▶ **DOCUMENT SEGMENT**:
== == ==

Champions League
September 15, 2009"This year will be harder than all the others if we want to win this competition," said Bayern Munich President Karl-Heinz Rummenigge on Monday.
That might sound like caution, but this is Bayern Munich talking. The tournament's group stage hasn't even started, and already Rummenigge is talking about winning it all.
It's been this way for years – Bayern begin their Champions League campaign with an eye on silverware, other German sides talk about making it out of their group.
Some say the difference in expectation stems from arrogance, but this year it seems well-founded. Not because Bayern are in such good form, but because Stuttgart and Wolfsburg are finding results hard to come by.
A dip in form or more?
Wolfsburg came into the season looking fluid in polishing off Stuttgart and Cologne, but they have lost their way in recent weeks, dropping three matches on the trot. They can take a bit of confidence out of their last match against Leverkusen, however, in which they fought back from 3-0 to lose by just one goal.
"It was very unfortunate we didn't beat Leverkusen," said Brazilian striker Grafite. "We needed a confidence booster and we need to work hard to get out of this bad phase. We have the quality to achieve that."
The German champions ought to have enough quality to match up at home to last year's Russian league runners-up, CSKA Moscow. The club is in a state of flux at the moment, having fired their old coach, Brazilian midfield legend Zico, while sitting in third place. Management at the old Red Army club says, however, that they had to fire Zico because the players didn't much like him, and because they had reached a deal with the man they had wanted for close to a year now: Juande Ramos, lately of Real Madrid.
Stranded on the launch pad
Stuttgart, meanwhile, have simply not gotten off the ground this season. The team's attack has - naturally - suffered in the wake of the sale of Mario Gomez to Bayern, but the addition of Aliaksandr Hleb and Pavel Pogrebnyak ought to have helped plug that hole.
Unfortunately for Stuttgart, the offense has only really convinced in one league game thus far, a 4-2 dismantling of the game-but-naive Freiburg.
Defensively, though, the team looks fairly sharp. They've ground out draws with Dortmund and Nuremburg when nothing was going on up front, and were simply overpowered by a rampant Hamburg on the weekend – a fate that has befallen many teams lately.
In that Scottish sides are not well-known for their offensive game plans (or good results) away from home, Stuttgart's energetic defense should be enough to get them a win against Rangers on Wednesday.
Firing on all cylinders
After a shaky start to the season, Bayern suddenly look steady, and potent in attack. Arjen Robben appers to have been a great buy, Franck Ribery has turned off the stream of unsettled quotes and turned on the scoring, and the team is getting standout performances from less expected quarters too.
Last week, Bastian Schweinsteiger's form crisis was a lead topic in the German press. This onetime of the golden boy of the 2006 World Cup, a player most had expected to rise into the international elite, had instead stalled at the solid-but-unspectacular level.
But on Saturday in Dortmund, it was Schweinsteiger's time to answer his critics. His goal, which took Bayern up 2-1, changed the match and led to the eventual 5-1 result.

== == ==

▶ **EXTRACTED INFORMATION**:
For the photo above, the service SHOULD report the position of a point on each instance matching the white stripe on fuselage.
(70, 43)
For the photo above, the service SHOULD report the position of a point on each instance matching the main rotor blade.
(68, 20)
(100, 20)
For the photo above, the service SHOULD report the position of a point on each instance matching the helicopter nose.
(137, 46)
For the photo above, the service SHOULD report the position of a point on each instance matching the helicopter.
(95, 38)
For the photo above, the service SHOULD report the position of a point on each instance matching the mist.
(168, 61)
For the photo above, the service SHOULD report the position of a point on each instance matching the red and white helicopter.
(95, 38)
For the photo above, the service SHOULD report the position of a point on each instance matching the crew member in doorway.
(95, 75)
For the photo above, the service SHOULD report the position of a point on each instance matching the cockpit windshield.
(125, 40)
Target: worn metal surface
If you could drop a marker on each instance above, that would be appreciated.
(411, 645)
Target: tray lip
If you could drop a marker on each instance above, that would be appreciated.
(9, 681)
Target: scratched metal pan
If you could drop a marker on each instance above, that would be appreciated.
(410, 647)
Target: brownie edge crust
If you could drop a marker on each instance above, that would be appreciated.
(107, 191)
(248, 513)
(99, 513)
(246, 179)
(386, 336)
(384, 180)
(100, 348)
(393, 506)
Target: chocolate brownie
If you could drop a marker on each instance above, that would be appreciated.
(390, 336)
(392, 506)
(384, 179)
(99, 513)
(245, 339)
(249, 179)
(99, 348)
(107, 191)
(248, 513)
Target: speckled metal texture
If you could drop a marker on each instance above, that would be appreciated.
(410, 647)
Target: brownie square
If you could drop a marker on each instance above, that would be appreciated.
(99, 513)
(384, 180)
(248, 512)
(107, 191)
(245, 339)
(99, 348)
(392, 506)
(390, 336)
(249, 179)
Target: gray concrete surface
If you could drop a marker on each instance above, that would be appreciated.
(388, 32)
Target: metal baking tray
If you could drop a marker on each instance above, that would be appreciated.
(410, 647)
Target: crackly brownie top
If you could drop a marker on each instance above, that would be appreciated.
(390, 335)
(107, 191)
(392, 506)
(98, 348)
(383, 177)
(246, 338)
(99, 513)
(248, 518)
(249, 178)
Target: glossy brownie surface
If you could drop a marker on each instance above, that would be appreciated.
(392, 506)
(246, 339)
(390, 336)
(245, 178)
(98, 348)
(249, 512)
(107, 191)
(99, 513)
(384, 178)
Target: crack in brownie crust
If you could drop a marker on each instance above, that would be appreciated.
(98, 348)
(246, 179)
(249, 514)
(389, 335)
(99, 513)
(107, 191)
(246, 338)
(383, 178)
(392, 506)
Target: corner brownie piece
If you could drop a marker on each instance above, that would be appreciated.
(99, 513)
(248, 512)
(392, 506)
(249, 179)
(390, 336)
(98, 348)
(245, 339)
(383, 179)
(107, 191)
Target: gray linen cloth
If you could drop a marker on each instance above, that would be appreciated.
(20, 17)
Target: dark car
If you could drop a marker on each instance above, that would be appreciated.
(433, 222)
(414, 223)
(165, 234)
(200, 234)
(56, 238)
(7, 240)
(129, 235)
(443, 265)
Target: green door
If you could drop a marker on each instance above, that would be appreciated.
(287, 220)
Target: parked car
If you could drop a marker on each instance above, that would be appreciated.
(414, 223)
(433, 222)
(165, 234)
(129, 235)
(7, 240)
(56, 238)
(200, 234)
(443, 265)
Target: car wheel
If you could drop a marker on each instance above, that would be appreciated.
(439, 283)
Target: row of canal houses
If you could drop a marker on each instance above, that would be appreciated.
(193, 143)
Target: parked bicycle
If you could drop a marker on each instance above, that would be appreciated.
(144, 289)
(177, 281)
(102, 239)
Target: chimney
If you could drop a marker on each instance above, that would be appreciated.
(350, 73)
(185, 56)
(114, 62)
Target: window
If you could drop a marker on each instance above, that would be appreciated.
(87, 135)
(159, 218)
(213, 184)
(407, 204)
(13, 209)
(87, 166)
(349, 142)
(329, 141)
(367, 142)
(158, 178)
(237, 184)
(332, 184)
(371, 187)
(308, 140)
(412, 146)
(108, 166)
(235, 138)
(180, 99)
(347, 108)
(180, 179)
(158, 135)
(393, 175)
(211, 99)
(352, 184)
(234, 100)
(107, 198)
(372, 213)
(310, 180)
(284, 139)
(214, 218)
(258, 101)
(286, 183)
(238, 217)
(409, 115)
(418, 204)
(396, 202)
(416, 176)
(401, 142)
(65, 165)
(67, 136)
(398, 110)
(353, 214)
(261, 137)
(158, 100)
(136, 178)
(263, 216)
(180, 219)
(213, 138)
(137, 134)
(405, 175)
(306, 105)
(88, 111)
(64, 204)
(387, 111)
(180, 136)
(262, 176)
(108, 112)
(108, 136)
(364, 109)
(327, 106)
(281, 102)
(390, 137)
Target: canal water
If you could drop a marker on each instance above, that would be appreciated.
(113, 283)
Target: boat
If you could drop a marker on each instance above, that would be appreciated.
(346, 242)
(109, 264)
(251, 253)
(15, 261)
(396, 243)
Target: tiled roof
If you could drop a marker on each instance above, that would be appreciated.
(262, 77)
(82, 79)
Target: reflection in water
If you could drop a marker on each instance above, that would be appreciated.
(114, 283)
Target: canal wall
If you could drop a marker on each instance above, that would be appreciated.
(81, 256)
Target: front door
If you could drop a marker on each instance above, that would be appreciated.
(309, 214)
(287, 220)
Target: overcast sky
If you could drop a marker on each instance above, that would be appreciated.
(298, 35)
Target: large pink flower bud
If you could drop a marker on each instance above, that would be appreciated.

== == ==

▶ **TASK INSTRUCTIONS**:
(a) Revise the Champions League article, everything from "Firing on all" down to "eventual 5-1 result.", changing "critics" to "doubters".
(b) Put this sentence from the Champions League article into Spanish: "The tournament's group stage hasn't even started, and already Rummenigge is talking about winning it all."
The listing is separate material and has nothing to do with the Champions League article.

▶ **ANSWERS TO THE EXERCISES**:
(a)
Firing on all cylinders
After a shaky start to the season, Bayern suddenly look steady, and potent in attack. Arjen Robben appers to have been a great buy, Franck Ribery has turned off the stream of unsettled quotes and turned on the scoring, and the team is getting standout performances from less expected quarters too.
Last week, Bastian Schweinsteiger's form crisis was a lead topic in the German press. This onetime of the golden boy of the 2006 World Cup, a player most had expected to rise into the international elite, had instead stalled at the solid-but-unspectacular level.
But on Saturday in Dortmund, it was Schweinsteiger's time to answer his doubters. His goal, which took Bayern up 2-1, changed the match and led to the eventual 5-1 result.

(b) La fase de grupos del torneo ni siquiera ha comenzado, y Rummenigge ya está hablando de ganarlo todo.